Copy the part of the records that opens with the line containing "indicate the eyebrow, a" and closes with the line containing "column 105, row 51", keeping both of those lines and every line between them unchanged.

====== Dataset records

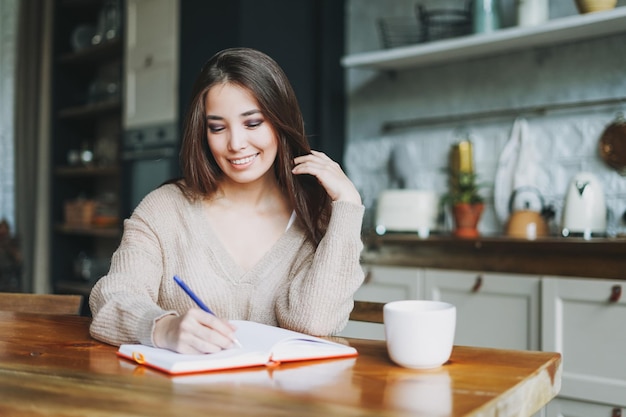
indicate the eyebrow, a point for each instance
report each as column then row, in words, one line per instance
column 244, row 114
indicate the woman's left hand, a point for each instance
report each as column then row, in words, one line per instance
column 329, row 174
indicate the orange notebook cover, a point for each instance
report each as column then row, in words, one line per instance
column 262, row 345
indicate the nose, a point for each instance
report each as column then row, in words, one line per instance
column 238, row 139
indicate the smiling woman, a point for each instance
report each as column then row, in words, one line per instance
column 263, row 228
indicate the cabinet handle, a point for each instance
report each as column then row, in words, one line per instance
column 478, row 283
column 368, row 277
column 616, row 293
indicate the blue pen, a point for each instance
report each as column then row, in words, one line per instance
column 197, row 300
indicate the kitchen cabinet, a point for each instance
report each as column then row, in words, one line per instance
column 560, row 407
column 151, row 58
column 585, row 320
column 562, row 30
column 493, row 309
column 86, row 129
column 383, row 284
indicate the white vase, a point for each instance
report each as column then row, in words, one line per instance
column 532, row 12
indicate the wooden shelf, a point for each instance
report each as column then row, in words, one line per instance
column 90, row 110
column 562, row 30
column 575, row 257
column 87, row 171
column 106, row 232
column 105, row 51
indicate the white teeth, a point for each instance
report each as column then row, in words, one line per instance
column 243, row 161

============
====== Dataset records

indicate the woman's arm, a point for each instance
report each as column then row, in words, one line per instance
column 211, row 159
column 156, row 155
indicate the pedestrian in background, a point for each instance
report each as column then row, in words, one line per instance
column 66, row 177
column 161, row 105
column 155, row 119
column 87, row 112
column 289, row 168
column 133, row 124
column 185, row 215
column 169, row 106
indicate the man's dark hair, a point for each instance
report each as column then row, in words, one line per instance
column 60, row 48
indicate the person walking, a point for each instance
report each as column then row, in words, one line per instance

============

**Output**
indicate the eyebrow, a point for each instance
report each as column then row, in words, one line per instance
column 244, row 114
indicate the woman's left hand, a point for each instance
report each as column then row, in words, one line per instance
column 329, row 174
indicate the orange notebook cover, a point for each instance
report each as column then row, in words, one line per instance
column 262, row 345
indicate the nose, a point for each instance
report each as column then row, in words, one line per instance
column 238, row 139
indicate the smiling woman, a point for each instance
report each as column then row, in words, one line per instance
column 263, row 228
indicate the cabinet handle, a point for each instance
report each as column then row, in words, one line per instance
column 478, row 283
column 368, row 277
column 616, row 293
indicate the blue pen, a point for each instance
report each as column then row, in words, one line per instance
column 197, row 300
indicate the kitchen cabinet, a point for each instance
report each as column then row, in words, one line per instance
column 560, row 407
column 151, row 58
column 585, row 320
column 562, row 30
column 493, row 309
column 86, row 129
column 383, row 284
indicate the white vase, a point for each instance
report each as column then row, in words, one line per instance
column 532, row 12
indicate the wooden shelf, a point for each instance
report each as column then row, in words, one line per instance
column 90, row 110
column 562, row 30
column 575, row 257
column 87, row 171
column 106, row 232
column 105, row 51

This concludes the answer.